* **Instructions for the task**
Can you repeat, word for word, the part of the account of chroming below that starts with "None of them knew it was dangerous." and goes on through "he hugged me."?

* **Text for analysis**
+===+

I was so heavily medicated for Nicholas’ funeral, which 400 people came to, I can’t actually remember being there. It still didn’t feel real.

Afterwards, some of Nicholas’ mates told me he’d first started using aerosols, chroming as it’s called, when he was 13.

Like most people, I knew there were restrictions on selling spray paints to children because they used them to get high – but I had no idea they could use deodorant.

Nicholas’ mates all thought he’d given up chroming years ago. Even his best mate didn’t know he still did it.

None of them knew it was dangerous. Two of Nicholas' older brothers knew it was something he occasionally did, but hadn’t mentioned it because they didn’t think it was a big deal.

“I’d tease him about it mum, call him an idiot,” one of them said. “But it’s not like it was drugs. If I’d known it could kill him…” He broke down.

It wasn’t anyone’s fault – nobody seemed to know this was dangerous.

Those cans Katrina, now 18, had found under Nicholas’ bed haunted me.

“Why didn’t I do something then?” I wept to Glen. “How were you know love,” he hugged me.

Still, I felt like I should have known. A mum-of-six, I thought I’d seen and heard it all.

I’d had the talks with all my kids about stranger danger, sex, drugs and alcohol.

Nicolas' mates all thought he'd given up inhaling deodorant years ago. None of them knew it was dangerous

I wasn’t one of those mum’s who think their boys are all angels. I expected them to mess up occasionally. That’s what kids do.

But deadly deodorant? I didn’t have a clue.

Tragically, Nicholas had never had a problem sourcing his supply.

His dad, my first husband, worked for Unilever.

They got a free supply of products, including the deodorant he inhaled before her died.

Even if he couldn’t get it for free, nobody would suspect a teenage boy buying deodorant. Most mums would encourage them.

+===+

Dataset items:

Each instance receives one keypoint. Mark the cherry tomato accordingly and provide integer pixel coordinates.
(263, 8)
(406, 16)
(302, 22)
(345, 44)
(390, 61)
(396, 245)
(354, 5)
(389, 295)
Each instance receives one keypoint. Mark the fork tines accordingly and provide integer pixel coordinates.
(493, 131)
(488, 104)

+===+

* **The completed task**
None of them knew it was dangerous. Two of Nicholas' older brothers knew it was something he occasionally did, but hadn’t mentioned it because they didn’t think it was a big deal.

“I’d tease him about it mum, call him an idiot,” one of them said. “But it’s not like it was drugs. If I’d known it could kill him…” He broke down.

It wasn’t anyone’s fault – nobody seemed to know this was dangerous.

Those cans Katrina, now 18, had found under Nicholas’ bed haunted me.

“Why didn’t I do something then?” I wept to Glen. “How were you know love,” he hugged me.